Seizure by the insolvency administrator?

Supposing the digital assets could be considered part of the insolvency estate, in order to liquidate the debtor’s assets, the insolvency administrator must take possession of the insolvency estate. If, however, a debtor has the intention of hiding their assets from the insolvency administrator they will not disclose the fact that they hold digital assets. In order to verify this, the insolvency administrator would be obligated to access the tools with which the debtor manages their digital assets. These tools are commonly private computers and smartphones. Such devices are in fact protected against being accessed by the insolvency administrator and prevent any foreclosure measures from being taken since the ZPO assumes that any debtor must keep these tools in order to ensure a humane quality of life and may continue with their profession despite the insolvency proceedings. This means that the ZPO or InsO do not grant the insolvency administrator the opportunity to take possession of digital assets. This very practical problem has not even been discussed by German scholars, probably due to the fact that the ownership of digital assets is still rare. But this situation might change in the near future, thus providing the debtor with an opportunity to hide his digital assets.

Utilization by the insolvency administrator?

Even worse, assuming that the insolvency estate includes digital assets and the insolvency administrator not only knows but can in fact access the digital assets, the InsO does not provide the insolvency administrator with the authority to utilize digital assets. The InsO only grants the utilization of movable assets, claims and “other titles”. Immaterial assets, however, are specifically excluded from this scope. Digital assets must be understood as exactly these immaterial assets. Scholars are trying to close this legal “loophole” but cannot argue with inconsistent planning by the legislator because the legislator not only intentionally left immaterial assets out of the scope, but at the time of passing this regulation was not even aware of the possibility to consider digital assets as well.

Conclusion

For this reason, it must be concluded that the InsO leaves the insolvency administrator exposed to various loopholes in its insolvency and foreclosure regime and provides private investors with a rare opportunity. Especially considering the fast development of the tokenization of real assets as a means to make the investment in digital crypto securities more flexible, these highlight issues in the German insolvency regime that are especially concerning and should be addressed with a conclusive new regime that is easily amendable with regard to the frequent emergence of new forms of digital assets.

> _Information supplied_
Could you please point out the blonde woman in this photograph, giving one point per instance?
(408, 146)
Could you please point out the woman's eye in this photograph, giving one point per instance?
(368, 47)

> _Parts of the exercise_
[1] Answer these questions from the text on insolvency and digital assets:
(a) What tools does the text say debtors commonly use to manage their digital assets?
(b) Which assets does the InsO allow the insolvency administrator to utilize?
(c) What development does the conclusion name as a means to make investment in digital crypto securities more flexible?
[2] Transcribe the passage of the text on insolvency and digital assets between "Even worse, assuming" and "assets as well.", inclusive.

> _Answers to the tasks_
[1]
(a) Private computers and smartphones.
(b) Movable assets, claims and "other titles."
(c) The tokenization of real assets.

[2]
Even worse, assuming that the insolvency estate includes digital assets and the insolvency administrator not only knows but can in fact access the digital assets, the InsO does not provide the insolvency administrator with the authority to utilize digital assets. The InsO only grants the utilization of movable assets, claims and “other titles”. Immaterial assets, however, are specifically excluded from this scope. Digital assets must be understood as exactly these immaterial assets. Scholars are trying to close this legal “loophole” but cannot argue with inconsistent planning by the legislator because the legislator not only intentionally left immaterial assets out of the scope, but at the time of passing this regulation was not even aware of the possibility to consider digital assets as well.